Copy each line of the records that holds the string "sheep".

***** RECORDED DATA *****

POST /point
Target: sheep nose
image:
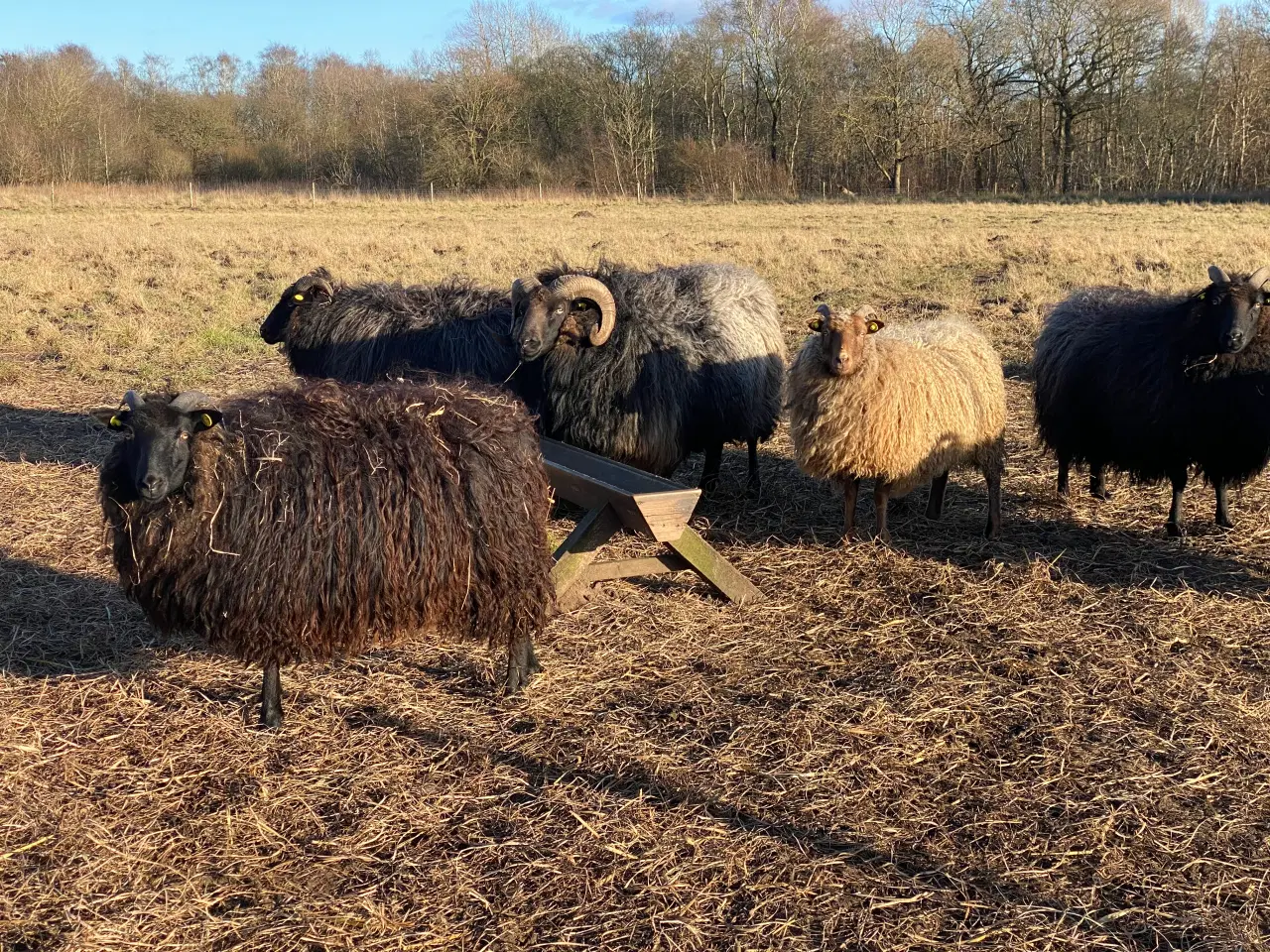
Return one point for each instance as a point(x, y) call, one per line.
point(153, 486)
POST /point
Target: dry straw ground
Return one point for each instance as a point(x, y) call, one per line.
point(1056, 740)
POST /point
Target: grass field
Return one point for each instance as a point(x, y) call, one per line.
point(1056, 740)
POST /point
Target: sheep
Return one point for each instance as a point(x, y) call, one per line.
point(1152, 385)
point(365, 333)
point(648, 367)
point(901, 407)
point(317, 521)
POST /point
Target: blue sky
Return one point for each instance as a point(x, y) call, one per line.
point(350, 28)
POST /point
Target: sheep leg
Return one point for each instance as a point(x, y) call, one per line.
point(522, 661)
point(710, 471)
point(849, 488)
point(1098, 481)
point(753, 485)
point(1223, 517)
point(935, 504)
point(993, 480)
point(271, 697)
point(881, 494)
point(1175, 512)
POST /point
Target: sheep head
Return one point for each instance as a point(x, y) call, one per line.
point(563, 308)
point(842, 336)
point(316, 289)
point(157, 431)
point(1232, 307)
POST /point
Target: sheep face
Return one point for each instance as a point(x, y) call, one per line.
point(157, 440)
point(1232, 307)
point(310, 290)
point(842, 338)
point(572, 308)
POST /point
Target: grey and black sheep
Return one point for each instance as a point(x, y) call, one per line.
point(901, 407)
point(1152, 385)
point(648, 367)
point(318, 521)
point(365, 333)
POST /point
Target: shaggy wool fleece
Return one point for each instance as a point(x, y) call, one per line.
point(322, 520)
point(929, 397)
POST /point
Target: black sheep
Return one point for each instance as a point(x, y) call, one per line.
point(1120, 382)
point(365, 333)
point(318, 521)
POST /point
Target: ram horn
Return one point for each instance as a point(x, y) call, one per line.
point(574, 286)
point(190, 400)
point(522, 289)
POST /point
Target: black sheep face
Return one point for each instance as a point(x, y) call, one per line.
point(1233, 311)
point(310, 290)
point(153, 457)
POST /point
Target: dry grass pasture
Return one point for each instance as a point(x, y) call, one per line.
point(1056, 740)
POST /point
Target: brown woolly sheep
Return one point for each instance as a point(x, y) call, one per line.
point(318, 521)
point(902, 408)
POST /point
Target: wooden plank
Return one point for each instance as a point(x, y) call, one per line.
point(579, 549)
point(645, 503)
point(603, 470)
point(715, 569)
point(633, 567)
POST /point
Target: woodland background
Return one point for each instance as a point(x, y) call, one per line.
point(770, 98)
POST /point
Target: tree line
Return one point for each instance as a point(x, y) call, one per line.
point(758, 96)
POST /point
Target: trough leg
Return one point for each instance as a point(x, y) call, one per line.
point(1175, 512)
point(881, 494)
point(1065, 465)
point(1098, 481)
point(1223, 517)
point(753, 485)
point(710, 471)
point(935, 504)
point(849, 488)
point(522, 662)
point(271, 697)
point(993, 480)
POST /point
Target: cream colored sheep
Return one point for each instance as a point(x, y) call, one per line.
point(902, 408)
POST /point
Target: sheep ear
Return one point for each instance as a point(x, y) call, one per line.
point(111, 416)
point(206, 419)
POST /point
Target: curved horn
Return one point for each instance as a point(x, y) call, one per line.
point(190, 400)
point(574, 286)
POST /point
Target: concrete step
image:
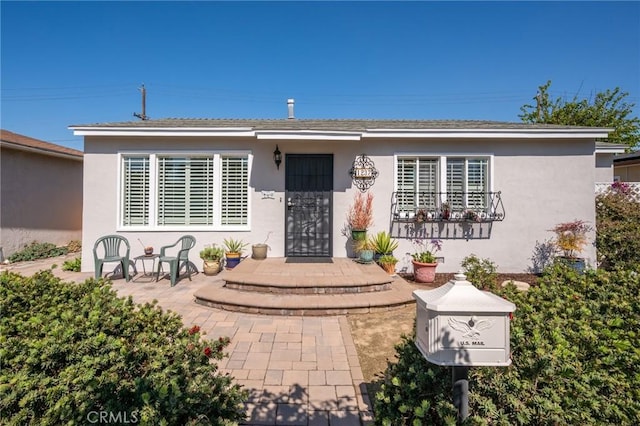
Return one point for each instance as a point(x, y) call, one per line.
point(217, 295)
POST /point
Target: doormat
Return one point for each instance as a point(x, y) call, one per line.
point(309, 260)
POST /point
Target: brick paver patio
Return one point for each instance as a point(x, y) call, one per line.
point(299, 370)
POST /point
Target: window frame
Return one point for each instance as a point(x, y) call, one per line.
point(153, 157)
point(442, 168)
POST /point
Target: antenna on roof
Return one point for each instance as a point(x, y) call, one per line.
point(143, 115)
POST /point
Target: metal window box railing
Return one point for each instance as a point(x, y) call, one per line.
point(447, 207)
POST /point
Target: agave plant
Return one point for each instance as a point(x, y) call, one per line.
point(383, 243)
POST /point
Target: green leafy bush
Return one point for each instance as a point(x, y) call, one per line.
point(37, 250)
point(481, 272)
point(575, 350)
point(618, 236)
point(72, 351)
point(72, 265)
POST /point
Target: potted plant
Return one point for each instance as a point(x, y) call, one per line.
point(259, 250)
point(382, 244)
point(360, 216)
point(212, 259)
point(571, 238)
point(445, 211)
point(234, 249)
point(424, 260)
point(388, 263)
point(364, 250)
point(470, 216)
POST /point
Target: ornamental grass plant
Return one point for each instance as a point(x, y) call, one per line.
point(360, 213)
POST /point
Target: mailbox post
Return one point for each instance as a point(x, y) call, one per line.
point(460, 326)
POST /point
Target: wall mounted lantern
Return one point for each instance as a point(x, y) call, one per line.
point(277, 157)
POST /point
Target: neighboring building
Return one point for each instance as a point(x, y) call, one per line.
point(605, 154)
point(40, 192)
point(626, 167)
point(156, 180)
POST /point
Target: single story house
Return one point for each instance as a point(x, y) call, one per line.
point(156, 180)
point(40, 192)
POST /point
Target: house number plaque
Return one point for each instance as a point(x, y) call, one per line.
point(363, 172)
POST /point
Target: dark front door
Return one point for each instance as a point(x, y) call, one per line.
point(309, 195)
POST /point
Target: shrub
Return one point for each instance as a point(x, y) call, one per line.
point(413, 391)
point(574, 342)
point(74, 246)
point(72, 265)
point(37, 250)
point(481, 272)
point(69, 350)
point(618, 236)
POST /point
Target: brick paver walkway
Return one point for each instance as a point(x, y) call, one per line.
point(299, 370)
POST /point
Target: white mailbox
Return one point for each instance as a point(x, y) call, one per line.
point(459, 325)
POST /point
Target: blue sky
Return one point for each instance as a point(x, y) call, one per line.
point(65, 63)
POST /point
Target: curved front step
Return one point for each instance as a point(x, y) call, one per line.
point(218, 296)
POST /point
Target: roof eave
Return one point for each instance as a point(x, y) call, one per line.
point(41, 151)
point(337, 134)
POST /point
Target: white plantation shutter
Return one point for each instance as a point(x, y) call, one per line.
point(406, 178)
point(455, 182)
point(185, 191)
point(427, 181)
point(477, 183)
point(234, 191)
point(135, 191)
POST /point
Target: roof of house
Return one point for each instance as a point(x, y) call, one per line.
point(610, 148)
point(328, 124)
point(356, 128)
point(24, 143)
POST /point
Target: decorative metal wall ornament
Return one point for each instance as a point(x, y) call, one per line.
point(363, 172)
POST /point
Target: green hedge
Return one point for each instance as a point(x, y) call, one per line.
point(575, 350)
point(618, 236)
point(73, 352)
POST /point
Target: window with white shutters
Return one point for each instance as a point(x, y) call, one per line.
point(135, 191)
point(235, 186)
point(185, 191)
point(417, 183)
point(202, 191)
point(467, 182)
point(455, 182)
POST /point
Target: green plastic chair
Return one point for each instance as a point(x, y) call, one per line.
point(184, 244)
point(111, 250)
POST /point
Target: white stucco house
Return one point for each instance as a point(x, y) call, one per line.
point(40, 193)
point(157, 180)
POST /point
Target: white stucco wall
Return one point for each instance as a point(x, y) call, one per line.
point(40, 198)
point(543, 182)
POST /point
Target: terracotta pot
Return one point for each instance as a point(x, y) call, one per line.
point(424, 272)
point(259, 251)
point(389, 268)
point(358, 234)
point(232, 260)
point(211, 267)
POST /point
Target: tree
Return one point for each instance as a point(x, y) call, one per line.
point(605, 109)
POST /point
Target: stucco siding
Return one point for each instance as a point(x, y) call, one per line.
point(41, 199)
point(542, 183)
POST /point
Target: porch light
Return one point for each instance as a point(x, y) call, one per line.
point(277, 157)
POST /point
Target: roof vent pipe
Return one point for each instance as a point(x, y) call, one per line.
point(290, 103)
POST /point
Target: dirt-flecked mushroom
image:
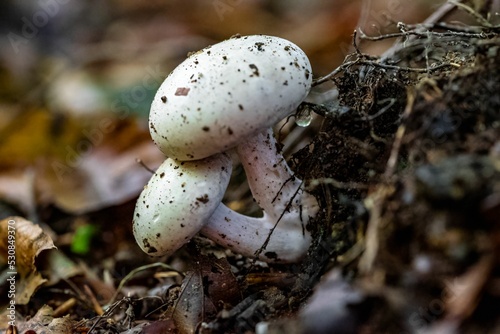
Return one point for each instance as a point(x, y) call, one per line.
point(223, 96)
point(225, 92)
point(177, 202)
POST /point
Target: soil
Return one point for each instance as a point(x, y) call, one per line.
point(406, 167)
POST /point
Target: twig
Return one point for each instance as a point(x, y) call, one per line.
point(396, 146)
point(469, 10)
point(437, 16)
point(427, 34)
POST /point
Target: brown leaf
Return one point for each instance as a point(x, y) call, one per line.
point(44, 322)
point(21, 242)
point(220, 284)
point(101, 179)
point(189, 310)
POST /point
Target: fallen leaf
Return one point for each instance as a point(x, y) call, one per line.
point(21, 242)
point(44, 322)
point(108, 174)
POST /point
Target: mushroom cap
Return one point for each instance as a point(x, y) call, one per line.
point(228, 92)
point(177, 202)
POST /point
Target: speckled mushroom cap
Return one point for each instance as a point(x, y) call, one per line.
point(227, 92)
point(177, 202)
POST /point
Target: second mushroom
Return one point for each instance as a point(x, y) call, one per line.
point(228, 96)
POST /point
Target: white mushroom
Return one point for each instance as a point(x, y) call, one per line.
point(229, 95)
point(281, 235)
point(225, 92)
point(177, 202)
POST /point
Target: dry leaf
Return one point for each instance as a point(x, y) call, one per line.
point(108, 174)
point(44, 322)
point(24, 240)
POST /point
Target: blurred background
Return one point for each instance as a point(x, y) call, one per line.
point(77, 79)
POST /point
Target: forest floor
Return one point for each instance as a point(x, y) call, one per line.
point(404, 159)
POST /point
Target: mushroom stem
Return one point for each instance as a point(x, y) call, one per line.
point(281, 234)
point(258, 237)
point(273, 185)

*****

### ANSWER BOX
Target: sheep nose
Target: sheep
Target: sheep leg
Target: sheep head
Target: sheep face
Target: grey and black sheep
Target: black sheep
Target: black sheep face
Target: brown woolly sheep
Target: cream colored sheep
Target: sheep ear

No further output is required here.